What you have to do: Both the line containing "target | steep cliff" and the last line of the listing are included: write out exactly the lines from one to the other.

########

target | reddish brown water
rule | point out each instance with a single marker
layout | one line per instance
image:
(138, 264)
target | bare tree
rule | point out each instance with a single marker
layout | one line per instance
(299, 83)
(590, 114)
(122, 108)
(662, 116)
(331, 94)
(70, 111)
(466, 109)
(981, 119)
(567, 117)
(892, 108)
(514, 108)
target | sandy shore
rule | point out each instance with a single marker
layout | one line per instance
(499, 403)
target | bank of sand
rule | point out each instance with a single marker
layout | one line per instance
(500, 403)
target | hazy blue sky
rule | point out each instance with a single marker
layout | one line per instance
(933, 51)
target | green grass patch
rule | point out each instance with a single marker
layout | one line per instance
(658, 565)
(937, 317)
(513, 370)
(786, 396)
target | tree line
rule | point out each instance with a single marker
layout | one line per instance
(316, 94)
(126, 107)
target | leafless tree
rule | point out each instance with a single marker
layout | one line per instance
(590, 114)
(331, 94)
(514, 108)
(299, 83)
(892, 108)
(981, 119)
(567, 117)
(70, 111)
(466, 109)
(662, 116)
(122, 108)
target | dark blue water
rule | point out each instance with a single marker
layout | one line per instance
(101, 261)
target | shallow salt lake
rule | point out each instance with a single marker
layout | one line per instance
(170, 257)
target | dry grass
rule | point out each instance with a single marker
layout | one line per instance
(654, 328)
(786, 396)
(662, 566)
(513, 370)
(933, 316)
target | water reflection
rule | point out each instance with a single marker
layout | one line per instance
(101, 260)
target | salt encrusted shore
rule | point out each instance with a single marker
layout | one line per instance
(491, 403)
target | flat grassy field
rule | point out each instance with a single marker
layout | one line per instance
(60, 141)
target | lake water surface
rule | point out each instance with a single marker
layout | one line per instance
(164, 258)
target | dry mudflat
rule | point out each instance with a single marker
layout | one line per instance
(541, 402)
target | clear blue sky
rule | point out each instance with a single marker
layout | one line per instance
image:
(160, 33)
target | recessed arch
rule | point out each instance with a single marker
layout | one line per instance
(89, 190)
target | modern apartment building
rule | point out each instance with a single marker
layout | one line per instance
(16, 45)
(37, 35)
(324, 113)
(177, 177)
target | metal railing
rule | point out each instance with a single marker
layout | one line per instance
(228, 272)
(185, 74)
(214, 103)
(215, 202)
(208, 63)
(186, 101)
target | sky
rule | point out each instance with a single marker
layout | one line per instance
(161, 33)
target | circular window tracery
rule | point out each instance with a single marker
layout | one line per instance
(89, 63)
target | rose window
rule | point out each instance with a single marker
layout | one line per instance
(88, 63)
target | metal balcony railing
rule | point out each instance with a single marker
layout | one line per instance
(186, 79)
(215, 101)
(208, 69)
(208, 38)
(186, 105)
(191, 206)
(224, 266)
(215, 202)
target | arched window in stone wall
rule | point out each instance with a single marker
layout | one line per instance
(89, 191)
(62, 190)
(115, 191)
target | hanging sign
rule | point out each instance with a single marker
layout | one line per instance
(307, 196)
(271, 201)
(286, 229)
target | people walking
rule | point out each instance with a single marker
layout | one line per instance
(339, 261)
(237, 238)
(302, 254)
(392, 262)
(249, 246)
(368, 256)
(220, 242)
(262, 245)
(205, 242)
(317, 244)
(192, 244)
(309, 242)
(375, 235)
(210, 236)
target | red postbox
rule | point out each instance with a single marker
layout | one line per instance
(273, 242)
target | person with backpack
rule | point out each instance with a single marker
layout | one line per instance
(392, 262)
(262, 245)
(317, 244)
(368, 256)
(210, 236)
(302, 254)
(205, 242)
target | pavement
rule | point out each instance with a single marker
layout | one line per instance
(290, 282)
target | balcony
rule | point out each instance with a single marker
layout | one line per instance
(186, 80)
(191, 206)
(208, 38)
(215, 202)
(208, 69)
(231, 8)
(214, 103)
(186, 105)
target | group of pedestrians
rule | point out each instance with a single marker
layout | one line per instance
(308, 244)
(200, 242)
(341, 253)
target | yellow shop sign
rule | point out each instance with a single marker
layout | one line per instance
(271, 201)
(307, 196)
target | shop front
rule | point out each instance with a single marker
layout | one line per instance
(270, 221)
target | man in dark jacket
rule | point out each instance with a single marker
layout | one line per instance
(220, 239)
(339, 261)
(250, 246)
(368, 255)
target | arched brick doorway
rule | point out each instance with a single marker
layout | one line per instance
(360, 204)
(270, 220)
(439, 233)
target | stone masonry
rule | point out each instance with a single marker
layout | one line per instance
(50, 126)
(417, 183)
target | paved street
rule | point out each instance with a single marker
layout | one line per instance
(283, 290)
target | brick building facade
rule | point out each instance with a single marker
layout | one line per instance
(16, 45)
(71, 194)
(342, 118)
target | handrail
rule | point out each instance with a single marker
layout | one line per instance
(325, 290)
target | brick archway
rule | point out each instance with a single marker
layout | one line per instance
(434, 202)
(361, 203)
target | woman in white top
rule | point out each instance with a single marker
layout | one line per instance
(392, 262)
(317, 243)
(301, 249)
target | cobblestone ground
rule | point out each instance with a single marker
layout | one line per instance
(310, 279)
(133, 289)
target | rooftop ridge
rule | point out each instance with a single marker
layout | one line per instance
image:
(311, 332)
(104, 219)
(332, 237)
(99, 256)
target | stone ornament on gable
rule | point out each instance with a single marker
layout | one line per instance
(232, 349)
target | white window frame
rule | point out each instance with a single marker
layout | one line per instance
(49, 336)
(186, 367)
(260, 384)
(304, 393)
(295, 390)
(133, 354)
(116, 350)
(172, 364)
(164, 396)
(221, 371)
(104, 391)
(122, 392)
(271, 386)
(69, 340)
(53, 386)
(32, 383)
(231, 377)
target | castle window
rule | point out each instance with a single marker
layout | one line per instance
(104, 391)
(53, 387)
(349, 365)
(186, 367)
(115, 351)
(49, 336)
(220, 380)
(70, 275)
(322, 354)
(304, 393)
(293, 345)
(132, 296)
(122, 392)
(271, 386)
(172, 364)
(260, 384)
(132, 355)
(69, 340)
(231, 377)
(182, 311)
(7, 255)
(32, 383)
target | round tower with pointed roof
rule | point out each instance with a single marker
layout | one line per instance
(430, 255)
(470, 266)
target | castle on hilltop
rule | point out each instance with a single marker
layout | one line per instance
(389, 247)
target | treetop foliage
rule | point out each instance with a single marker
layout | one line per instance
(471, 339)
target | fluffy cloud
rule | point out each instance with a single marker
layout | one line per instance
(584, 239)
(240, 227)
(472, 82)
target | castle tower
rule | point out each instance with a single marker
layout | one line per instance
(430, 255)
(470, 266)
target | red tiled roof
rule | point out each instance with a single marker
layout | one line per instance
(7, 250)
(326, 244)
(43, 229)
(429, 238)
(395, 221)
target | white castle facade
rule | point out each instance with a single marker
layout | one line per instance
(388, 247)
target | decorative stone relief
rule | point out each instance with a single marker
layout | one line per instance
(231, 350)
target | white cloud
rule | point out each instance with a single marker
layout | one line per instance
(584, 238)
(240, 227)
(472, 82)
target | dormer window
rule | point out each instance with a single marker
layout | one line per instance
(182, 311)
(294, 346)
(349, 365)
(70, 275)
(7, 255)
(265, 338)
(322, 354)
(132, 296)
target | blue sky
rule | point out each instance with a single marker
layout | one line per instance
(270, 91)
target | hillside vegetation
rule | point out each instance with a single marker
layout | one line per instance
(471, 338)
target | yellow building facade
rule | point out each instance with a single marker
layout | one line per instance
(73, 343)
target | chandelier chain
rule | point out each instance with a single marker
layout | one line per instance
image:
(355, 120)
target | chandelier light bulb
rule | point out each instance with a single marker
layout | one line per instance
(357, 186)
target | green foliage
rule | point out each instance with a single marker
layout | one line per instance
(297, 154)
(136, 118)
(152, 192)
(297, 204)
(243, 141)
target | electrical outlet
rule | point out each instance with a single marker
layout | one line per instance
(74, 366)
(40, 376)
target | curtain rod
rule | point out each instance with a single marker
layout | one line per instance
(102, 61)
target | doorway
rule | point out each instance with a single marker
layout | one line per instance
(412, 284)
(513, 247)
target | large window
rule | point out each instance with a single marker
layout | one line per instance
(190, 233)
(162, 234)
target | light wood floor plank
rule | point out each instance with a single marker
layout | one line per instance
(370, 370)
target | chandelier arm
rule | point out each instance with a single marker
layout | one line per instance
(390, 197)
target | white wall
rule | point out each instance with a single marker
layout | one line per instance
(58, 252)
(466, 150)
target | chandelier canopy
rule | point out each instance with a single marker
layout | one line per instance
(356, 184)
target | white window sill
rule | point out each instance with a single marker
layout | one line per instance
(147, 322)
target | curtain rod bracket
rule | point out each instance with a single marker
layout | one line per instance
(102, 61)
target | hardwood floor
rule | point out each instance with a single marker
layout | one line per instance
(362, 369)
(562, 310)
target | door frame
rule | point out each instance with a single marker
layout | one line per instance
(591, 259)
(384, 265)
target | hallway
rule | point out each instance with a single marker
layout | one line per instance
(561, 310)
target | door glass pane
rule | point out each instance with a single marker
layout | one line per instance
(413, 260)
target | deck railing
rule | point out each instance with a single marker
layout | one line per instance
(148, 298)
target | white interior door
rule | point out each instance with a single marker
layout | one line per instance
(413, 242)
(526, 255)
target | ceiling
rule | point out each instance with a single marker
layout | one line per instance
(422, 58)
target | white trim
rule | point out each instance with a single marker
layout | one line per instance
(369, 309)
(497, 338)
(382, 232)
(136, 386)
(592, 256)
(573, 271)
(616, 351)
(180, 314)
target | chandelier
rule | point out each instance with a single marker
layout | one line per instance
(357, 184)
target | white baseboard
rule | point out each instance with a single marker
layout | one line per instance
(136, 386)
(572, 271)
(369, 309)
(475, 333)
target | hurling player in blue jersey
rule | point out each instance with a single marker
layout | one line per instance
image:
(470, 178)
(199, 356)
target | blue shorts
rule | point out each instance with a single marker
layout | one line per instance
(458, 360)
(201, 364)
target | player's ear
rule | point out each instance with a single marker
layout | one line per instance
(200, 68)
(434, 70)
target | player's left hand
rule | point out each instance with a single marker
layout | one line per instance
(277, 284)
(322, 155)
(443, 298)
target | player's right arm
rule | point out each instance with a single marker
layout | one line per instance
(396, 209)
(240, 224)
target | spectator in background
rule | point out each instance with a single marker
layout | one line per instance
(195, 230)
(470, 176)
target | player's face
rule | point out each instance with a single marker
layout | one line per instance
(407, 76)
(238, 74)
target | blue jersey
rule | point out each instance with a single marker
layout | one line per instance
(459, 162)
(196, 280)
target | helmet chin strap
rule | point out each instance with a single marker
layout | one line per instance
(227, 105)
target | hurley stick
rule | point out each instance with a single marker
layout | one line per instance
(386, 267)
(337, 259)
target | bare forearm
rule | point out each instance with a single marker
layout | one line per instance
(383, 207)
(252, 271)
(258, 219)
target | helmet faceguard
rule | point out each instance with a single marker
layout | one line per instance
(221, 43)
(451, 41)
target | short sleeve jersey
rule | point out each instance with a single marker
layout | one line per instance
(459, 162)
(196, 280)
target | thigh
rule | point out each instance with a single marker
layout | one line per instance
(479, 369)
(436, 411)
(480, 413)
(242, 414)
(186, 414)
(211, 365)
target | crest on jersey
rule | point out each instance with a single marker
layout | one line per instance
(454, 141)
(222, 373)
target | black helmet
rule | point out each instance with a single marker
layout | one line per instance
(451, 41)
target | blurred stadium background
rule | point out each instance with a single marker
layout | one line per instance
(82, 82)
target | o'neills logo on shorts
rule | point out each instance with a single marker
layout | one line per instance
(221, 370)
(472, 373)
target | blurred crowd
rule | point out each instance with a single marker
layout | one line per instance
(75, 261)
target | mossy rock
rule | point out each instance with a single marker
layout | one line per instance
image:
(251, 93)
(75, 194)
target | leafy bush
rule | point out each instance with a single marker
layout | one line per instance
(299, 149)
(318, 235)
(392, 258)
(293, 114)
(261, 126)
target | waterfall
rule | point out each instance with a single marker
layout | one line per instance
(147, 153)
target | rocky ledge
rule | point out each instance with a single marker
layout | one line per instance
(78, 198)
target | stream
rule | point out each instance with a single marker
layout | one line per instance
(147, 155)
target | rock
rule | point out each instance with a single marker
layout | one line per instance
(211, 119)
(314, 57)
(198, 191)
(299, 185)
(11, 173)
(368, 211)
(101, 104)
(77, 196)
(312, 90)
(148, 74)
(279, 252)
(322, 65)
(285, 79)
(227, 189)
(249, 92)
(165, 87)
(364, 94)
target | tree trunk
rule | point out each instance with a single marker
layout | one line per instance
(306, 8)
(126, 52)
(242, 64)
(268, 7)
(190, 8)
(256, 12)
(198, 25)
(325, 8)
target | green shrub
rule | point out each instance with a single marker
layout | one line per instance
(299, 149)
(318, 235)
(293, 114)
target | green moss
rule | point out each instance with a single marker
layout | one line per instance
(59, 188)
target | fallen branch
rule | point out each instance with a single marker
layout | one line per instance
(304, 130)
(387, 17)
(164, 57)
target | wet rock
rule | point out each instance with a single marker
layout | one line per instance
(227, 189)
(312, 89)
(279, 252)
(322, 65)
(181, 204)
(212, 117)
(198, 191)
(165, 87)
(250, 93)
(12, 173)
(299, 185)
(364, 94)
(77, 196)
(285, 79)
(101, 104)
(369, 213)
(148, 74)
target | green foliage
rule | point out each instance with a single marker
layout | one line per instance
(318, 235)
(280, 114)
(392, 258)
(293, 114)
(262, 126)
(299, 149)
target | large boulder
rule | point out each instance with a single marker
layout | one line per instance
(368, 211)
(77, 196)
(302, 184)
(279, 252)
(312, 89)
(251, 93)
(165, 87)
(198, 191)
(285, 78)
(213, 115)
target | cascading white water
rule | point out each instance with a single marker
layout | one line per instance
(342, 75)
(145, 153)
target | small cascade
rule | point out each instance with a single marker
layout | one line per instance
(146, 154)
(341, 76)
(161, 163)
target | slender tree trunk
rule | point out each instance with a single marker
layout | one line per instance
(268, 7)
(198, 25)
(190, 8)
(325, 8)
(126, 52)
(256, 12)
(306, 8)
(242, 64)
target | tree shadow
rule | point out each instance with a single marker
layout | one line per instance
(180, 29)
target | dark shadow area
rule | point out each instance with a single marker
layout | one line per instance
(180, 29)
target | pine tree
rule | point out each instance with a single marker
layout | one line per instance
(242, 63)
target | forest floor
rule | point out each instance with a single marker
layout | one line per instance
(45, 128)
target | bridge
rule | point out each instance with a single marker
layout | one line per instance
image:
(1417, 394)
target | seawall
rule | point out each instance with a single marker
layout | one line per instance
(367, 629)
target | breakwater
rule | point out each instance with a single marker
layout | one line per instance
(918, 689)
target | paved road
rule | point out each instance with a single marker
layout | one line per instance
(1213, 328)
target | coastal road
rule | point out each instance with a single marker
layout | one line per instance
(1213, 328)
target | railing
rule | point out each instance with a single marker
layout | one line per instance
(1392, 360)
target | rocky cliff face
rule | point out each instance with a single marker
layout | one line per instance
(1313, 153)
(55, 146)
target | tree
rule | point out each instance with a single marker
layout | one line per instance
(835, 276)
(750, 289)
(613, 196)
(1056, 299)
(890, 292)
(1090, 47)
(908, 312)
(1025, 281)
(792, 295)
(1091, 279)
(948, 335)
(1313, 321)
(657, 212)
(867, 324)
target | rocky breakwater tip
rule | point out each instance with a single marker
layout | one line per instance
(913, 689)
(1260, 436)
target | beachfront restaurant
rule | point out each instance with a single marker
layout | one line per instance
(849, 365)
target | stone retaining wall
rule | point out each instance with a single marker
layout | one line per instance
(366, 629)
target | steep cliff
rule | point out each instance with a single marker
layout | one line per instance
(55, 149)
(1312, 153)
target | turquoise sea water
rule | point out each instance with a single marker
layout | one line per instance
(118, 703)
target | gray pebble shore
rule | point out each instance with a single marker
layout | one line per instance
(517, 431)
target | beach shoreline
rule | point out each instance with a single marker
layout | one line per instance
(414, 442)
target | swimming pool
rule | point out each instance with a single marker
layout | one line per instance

########

Task answer:
target | steep cliff
rule | point out each instance with a single marker
layout | one line per instance
(55, 149)
(1312, 153)
target | turquoise sea water
rule | point out each instance with a single marker
layout | one line per instance
(118, 703)
target | gray pebble shore
rule | point out each instance with a single marker
layout | one line per instance
(517, 431)
target | beach shoreline
rule | point out each instance with a single marker
layout | one line per instance
(414, 442)
target | swimming pool
rule | point out each instance with a single marker
layout | one line per instance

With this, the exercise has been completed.